**TEXT SHOWN**
------------

Each of the features that was dropped represents a disproportionate amount of development and maintainance time needed to make MailCleaner® a robust product, while not being essential to the function of an anti-spam gateway.
Web programming languages and web frameworks frequently change and since web interfaces make for relatively huge code bases, it can be quite a burden just to keep them running. Similarly, any time a single button of field needs to be added, it can require touching a dozen files and hours of troubleshooting to make sure that it functions correctly. The various levels of the web stack also present the largest quantity of potential vulnerabilities and are generally the most easily accessible attack surface.
User quarantines, which are implemented via a web interface, have all the baggage just described as well as additional concerns. Users need to be seemlessly authenticated, need to do anything they want within a couple of clicks, and need to be able to access their quarantine from their new phone, on coffee shop Wi-Fi, without needing to remember their password, lest there be complaints and support tickets. 99% convenience is not good enough. By just delivering all of the mail, this becomes the mail server and mail readers' problem. Microsoft, Google, Mozilla, and some of the world other most highly-vetted projects are better suited to do this.
With no more need for a WebUI and no more tracking of quarantined content, there is then very little need for a proper database. Having a database is much less of a concern when it comes to development effort, security, or support because all of this is provided by the database vendor through standard interfaces. However, it is still one more service, dependend upon by all others, which can fail or become the target of an attack. Databases can be great for getting a lot of information quickly, but tend not to provide this information in the most human-friendly format and requires at least a baseline knowledge of SQL to access. By storing settings directly in configuration files they can be easily viewed and modified with a regular text editor, they can be source controlled and they can be watched by the service daemon to provide extra frills that cannot be easily implemented with a DB.

------------

In the MailCleaner passage, where are settings stored instead of in a database? Answer from the MailCleaner passage above only.

**GIVEN INFORMATION**
------------

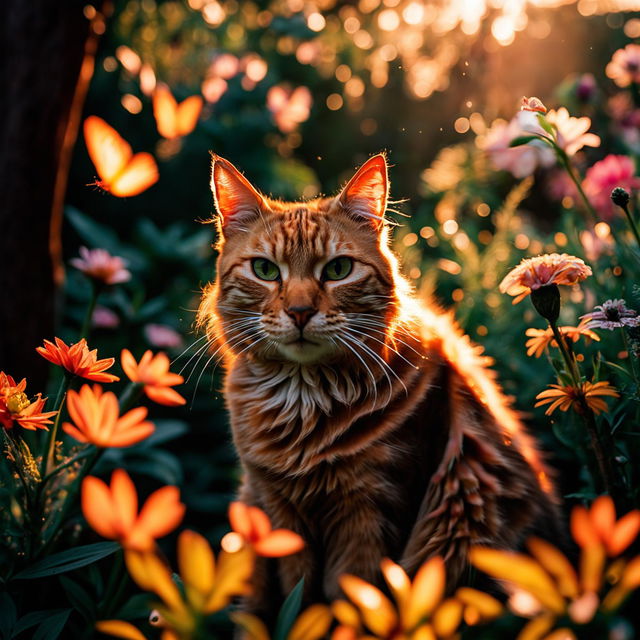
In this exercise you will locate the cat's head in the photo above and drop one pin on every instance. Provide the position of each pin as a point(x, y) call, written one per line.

------------

**WRITTEN RESPONSE**
Directly in configuration files.